* Problem
The data below should be duplicated in full, unchanged.
(Records to use)
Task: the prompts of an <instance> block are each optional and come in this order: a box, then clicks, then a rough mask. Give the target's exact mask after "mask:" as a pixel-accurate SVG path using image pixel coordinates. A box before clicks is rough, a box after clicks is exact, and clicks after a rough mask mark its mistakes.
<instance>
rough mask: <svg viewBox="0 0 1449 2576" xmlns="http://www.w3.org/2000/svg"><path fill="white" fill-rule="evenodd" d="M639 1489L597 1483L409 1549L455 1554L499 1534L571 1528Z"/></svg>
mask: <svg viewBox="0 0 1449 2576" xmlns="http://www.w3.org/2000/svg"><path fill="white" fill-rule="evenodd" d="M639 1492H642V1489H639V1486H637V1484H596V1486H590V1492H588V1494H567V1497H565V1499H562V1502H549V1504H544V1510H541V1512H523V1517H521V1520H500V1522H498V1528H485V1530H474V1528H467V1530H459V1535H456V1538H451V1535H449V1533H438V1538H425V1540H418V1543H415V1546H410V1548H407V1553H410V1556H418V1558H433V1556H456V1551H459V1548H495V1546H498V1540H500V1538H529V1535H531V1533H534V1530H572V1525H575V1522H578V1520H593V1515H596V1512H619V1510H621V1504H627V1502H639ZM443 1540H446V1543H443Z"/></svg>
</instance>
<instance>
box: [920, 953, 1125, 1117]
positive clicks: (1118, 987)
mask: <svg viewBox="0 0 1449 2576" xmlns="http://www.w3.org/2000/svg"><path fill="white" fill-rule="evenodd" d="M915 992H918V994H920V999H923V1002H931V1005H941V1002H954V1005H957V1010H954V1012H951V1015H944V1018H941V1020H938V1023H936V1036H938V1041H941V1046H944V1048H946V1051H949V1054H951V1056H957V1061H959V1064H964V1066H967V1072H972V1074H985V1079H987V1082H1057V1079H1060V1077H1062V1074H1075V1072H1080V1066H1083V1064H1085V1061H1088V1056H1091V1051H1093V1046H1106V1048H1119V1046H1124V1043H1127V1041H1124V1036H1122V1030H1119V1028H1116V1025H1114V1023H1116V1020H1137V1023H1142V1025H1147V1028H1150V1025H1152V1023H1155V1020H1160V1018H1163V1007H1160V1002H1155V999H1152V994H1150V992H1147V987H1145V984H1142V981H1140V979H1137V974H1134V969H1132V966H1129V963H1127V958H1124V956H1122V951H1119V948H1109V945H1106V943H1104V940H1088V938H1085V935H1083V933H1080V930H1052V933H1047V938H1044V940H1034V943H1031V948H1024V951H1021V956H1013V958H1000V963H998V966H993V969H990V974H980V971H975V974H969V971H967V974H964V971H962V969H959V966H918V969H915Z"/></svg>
(End Records to use)
* Solution for this task
Task: the prompts of an <instance> block are each optional and come in this order: a box, then clicks, then a rough mask. Give the target's exact mask after "mask:" as a pixel-accurate SVG path using image pixel coordinates. A box before clicks is rough, a box after clicks is exact, and clicks after a rough mask mark its mistakes.
<instance>
rough mask: <svg viewBox="0 0 1449 2576" xmlns="http://www.w3.org/2000/svg"><path fill="white" fill-rule="evenodd" d="M639 1489L597 1483L409 1549L455 1554L499 1534L571 1528Z"/></svg>
mask: <svg viewBox="0 0 1449 2576" xmlns="http://www.w3.org/2000/svg"><path fill="white" fill-rule="evenodd" d="M639 1492H642V1489H639V1486H637V1484H596V1486H590V1492H588V1494H567V1497H565V1499H562V1502H549V1504H544V1510H541V1512H523V1517H521V1520H500V1522H498V1528H485V1530H474V1528H467V1530H459V1535H456V1538H451V1535H449V1533H438V1538H425V1540H418V1543H415V1546H410V1548H407V1553H410V1556H418V1558H433V1556H456V1551H459V1548H495V1546H498V1540H500V1538H529V1535H531V1533H534V1530H572V1525H575V1522H578V1520H593V1515H596V1512H619V1510H621V1504H627V1502H639ZM443 1540H446V1543H443Z"/></svg>
</instance>
<instance>
box: [920, 953, 1125, 1117]
positive clicks: (1118, 987)
mask: <svg viewBox="0 0 1449 2576" xmlns="http://www.w3.org/2000/svg"><path fill="white" fill-rule="evenodd" d="M915 992H918V994H920V999H923V1002H931V1005H941V1002H954V1005H957V1010H954V1012H951V1015H944V1018H941V1020H938V1023H936V1036H938V1041H941V1046H944V1048H946V1051H949V1054H951V1056H957V1061H959V1064H964V1066H967V1072H972V1074H985V1079H987V1082H1057V1079H1060V1077H1062V1074H1075V1072H1080V1066H1083V1064H1085V1061H1088V1056H1091V1051H1093V1046H1106V1048H1119V1046H1124V1043H1127V1041H1124V1036H1122V1030H1119V1028H1116V1025H1114V1023H1116V1020H1137V1023H1142V1025H1147V1028H1150V1025H1152V1023H1155V1020H1160V1018H1163V1007H1160V1002H1155V999H1152V994H1150V992H1147V987H1145V984H1142V981H1140V979H1137V974H1134V969H1132V966H1129V963H1127V958H1124V956H1122V951H1119V948H1109V945H1106V943H1104V940H1088V938H1085V935H1083V933H1080V930H1052V933H1047V938H1044V940H1034V943H1031V948H1024V951H1021V956H1013V958H1000V963H998V966H993V969H990V974H980V971H975V974H969V971H967V974H964V971H962V969H959V966H918V969H915Z"/></svg>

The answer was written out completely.